** WORK TO BE COMPLETED **
How many lines in the data below contain the word "football"? Reply with the number only.

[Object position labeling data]

━━━━━━━━━━━━━━━━

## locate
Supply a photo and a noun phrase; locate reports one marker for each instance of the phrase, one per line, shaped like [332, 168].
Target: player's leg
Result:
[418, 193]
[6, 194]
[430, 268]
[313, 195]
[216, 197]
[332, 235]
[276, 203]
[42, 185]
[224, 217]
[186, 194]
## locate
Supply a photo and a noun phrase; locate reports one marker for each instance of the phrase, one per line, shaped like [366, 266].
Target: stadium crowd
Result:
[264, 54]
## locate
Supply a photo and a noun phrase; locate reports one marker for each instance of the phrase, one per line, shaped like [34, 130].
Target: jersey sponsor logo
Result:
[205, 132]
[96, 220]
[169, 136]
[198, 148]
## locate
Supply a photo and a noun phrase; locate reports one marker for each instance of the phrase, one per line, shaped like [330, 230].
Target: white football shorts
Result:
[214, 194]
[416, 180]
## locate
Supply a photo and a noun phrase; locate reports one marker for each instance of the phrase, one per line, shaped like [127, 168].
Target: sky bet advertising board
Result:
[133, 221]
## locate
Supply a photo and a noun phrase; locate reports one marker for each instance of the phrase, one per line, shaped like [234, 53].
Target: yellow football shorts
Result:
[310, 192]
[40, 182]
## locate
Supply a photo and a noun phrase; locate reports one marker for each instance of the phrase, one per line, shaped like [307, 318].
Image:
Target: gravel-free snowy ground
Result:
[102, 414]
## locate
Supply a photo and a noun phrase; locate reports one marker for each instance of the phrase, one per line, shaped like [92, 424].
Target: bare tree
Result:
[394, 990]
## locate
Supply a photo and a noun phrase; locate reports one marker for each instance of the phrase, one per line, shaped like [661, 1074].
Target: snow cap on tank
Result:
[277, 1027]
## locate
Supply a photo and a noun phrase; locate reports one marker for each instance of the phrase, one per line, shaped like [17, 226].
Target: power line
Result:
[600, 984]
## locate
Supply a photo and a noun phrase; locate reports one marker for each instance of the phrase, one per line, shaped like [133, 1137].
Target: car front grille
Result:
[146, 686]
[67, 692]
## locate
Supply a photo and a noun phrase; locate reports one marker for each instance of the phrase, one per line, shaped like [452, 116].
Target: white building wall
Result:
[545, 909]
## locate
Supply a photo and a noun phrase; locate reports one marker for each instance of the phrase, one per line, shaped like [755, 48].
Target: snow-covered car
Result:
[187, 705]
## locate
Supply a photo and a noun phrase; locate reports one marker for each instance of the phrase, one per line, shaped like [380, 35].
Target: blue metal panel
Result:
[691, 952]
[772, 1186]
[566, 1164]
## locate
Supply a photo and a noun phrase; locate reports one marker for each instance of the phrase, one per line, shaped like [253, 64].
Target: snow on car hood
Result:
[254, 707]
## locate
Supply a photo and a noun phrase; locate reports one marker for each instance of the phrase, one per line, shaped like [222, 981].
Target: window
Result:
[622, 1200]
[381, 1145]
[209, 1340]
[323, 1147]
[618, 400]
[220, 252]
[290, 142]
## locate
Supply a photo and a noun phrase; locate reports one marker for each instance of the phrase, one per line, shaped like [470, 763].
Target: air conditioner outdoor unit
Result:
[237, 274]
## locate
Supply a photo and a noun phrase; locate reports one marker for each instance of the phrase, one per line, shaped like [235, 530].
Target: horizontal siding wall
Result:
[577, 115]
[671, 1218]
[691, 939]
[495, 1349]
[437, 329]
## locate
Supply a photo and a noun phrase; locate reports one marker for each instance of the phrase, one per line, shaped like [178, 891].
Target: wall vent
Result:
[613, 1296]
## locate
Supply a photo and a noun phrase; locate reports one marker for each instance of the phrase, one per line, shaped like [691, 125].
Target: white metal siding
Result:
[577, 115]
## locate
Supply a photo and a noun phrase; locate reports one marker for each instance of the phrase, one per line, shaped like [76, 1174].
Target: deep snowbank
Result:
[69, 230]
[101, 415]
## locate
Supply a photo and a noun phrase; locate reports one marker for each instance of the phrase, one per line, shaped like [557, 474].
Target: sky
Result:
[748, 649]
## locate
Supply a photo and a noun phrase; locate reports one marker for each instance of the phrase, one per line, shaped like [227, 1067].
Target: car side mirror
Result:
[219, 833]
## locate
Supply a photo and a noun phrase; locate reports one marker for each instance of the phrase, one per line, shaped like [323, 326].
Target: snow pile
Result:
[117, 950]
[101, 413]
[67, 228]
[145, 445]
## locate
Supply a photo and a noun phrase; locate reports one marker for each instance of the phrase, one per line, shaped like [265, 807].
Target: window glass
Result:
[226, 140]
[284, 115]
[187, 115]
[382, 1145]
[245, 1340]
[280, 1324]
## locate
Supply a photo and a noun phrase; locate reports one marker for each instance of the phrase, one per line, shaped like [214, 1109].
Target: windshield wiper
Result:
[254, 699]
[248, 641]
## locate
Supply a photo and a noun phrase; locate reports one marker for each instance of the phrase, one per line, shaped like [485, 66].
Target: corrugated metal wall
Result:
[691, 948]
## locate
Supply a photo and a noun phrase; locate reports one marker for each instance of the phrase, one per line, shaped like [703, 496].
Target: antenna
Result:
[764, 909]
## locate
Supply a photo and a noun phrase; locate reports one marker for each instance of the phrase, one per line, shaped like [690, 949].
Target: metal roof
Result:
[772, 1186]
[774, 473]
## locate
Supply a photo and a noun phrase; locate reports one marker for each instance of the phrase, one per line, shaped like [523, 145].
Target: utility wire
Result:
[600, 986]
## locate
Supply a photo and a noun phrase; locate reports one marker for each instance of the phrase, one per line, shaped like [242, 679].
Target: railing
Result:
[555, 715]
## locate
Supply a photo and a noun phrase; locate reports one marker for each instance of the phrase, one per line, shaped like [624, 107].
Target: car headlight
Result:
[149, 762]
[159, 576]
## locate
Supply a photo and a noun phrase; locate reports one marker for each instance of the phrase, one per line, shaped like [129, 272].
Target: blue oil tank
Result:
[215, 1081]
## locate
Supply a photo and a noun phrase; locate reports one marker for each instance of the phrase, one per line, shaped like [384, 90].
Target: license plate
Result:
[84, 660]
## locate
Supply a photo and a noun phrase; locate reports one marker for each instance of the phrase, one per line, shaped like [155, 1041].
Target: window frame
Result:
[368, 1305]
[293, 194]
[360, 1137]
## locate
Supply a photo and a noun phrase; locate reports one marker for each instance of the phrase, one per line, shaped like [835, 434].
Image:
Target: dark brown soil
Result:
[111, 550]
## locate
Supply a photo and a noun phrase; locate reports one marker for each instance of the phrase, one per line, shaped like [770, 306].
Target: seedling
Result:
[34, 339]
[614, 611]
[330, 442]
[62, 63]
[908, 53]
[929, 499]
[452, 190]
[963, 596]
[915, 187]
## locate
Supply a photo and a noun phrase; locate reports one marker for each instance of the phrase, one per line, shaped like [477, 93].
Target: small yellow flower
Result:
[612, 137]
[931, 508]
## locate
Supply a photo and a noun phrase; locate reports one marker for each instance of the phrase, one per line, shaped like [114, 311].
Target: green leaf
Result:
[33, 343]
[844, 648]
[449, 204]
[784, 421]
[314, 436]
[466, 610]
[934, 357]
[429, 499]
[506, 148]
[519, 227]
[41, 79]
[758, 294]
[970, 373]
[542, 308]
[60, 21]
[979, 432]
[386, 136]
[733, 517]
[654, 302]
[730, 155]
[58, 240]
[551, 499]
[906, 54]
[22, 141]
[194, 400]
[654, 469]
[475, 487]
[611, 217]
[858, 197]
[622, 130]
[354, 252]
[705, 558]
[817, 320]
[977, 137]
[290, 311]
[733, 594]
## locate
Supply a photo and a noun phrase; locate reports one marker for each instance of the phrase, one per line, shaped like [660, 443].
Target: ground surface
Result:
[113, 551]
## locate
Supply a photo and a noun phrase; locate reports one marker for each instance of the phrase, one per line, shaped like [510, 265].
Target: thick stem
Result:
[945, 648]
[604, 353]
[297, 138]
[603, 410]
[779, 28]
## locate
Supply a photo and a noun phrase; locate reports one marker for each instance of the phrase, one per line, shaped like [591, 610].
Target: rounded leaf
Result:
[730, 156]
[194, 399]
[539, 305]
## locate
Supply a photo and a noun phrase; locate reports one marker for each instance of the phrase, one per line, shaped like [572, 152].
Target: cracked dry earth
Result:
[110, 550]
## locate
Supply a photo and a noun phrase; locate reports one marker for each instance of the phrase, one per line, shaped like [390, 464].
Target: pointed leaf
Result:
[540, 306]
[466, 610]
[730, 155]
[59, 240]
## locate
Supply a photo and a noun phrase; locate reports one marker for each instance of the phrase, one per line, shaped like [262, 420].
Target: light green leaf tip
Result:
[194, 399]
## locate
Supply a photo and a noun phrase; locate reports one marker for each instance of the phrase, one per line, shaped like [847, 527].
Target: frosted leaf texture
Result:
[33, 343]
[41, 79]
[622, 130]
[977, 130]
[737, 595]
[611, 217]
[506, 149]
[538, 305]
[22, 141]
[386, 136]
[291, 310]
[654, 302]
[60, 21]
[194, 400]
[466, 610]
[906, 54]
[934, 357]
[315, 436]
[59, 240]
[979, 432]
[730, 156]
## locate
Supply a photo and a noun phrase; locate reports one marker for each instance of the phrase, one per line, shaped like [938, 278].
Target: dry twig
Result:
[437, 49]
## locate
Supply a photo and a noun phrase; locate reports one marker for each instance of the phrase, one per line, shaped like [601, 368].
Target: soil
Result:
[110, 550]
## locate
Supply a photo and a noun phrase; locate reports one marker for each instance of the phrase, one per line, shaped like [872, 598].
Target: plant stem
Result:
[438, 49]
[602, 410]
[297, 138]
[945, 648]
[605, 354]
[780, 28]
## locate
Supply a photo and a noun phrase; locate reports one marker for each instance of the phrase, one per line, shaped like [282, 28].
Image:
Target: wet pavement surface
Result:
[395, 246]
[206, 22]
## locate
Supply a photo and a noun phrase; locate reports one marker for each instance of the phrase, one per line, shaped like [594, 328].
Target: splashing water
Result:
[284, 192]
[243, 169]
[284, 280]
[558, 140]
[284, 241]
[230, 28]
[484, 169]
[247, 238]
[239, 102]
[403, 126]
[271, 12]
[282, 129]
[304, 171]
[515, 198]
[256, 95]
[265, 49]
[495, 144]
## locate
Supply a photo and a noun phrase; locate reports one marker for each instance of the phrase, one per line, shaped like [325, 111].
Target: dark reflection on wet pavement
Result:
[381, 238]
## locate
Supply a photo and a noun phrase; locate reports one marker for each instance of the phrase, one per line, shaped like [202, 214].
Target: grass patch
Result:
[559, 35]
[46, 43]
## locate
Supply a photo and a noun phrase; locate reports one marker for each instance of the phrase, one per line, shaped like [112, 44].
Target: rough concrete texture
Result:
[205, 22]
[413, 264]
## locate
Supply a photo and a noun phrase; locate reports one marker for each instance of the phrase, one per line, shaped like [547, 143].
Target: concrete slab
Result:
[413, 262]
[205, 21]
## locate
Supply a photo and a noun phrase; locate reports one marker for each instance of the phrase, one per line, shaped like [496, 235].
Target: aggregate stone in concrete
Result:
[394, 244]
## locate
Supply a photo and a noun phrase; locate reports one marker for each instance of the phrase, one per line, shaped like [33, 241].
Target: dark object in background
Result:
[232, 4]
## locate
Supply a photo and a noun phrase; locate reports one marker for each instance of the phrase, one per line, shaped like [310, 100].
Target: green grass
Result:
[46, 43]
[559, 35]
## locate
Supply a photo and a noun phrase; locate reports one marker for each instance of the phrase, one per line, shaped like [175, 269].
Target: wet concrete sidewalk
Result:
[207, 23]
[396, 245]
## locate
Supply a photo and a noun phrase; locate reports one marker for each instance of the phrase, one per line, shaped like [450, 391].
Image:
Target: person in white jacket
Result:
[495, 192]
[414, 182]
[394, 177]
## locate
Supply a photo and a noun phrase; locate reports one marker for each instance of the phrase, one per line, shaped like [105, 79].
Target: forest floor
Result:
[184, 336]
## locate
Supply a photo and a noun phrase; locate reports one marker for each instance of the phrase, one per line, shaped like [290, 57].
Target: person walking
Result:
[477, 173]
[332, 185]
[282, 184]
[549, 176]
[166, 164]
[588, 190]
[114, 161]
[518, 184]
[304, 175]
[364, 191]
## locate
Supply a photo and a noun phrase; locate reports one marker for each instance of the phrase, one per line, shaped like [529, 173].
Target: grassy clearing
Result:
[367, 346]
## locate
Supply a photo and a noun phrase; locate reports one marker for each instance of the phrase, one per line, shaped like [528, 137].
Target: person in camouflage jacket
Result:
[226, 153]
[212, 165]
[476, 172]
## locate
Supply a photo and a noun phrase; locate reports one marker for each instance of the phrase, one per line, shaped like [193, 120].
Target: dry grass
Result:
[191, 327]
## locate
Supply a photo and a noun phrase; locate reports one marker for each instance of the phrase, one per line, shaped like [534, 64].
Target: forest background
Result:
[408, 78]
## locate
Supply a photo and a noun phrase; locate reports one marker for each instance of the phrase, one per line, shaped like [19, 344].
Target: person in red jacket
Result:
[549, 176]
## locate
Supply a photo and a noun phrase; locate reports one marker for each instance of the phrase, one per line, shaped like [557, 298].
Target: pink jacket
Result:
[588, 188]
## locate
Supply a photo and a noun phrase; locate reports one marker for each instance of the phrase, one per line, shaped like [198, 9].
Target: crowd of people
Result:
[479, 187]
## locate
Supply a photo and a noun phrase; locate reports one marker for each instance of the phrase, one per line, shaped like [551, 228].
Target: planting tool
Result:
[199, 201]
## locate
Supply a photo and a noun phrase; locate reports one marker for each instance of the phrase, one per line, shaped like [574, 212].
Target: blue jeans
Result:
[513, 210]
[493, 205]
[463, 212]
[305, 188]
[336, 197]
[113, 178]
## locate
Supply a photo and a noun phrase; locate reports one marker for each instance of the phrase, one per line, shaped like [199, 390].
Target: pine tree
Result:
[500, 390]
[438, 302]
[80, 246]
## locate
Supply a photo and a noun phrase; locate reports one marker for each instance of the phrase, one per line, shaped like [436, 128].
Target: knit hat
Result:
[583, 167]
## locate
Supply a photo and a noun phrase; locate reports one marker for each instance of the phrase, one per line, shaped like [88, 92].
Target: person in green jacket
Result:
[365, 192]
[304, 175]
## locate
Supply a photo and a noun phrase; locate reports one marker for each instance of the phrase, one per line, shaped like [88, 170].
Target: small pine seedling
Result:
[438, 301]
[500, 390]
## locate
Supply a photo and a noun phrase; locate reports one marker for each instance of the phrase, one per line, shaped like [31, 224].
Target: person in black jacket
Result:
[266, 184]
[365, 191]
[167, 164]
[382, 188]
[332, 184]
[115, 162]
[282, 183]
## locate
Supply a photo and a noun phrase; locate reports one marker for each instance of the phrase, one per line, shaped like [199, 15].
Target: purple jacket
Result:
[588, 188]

━━━━━━━━━━━━━━━━

** FINAL ANSWER **
2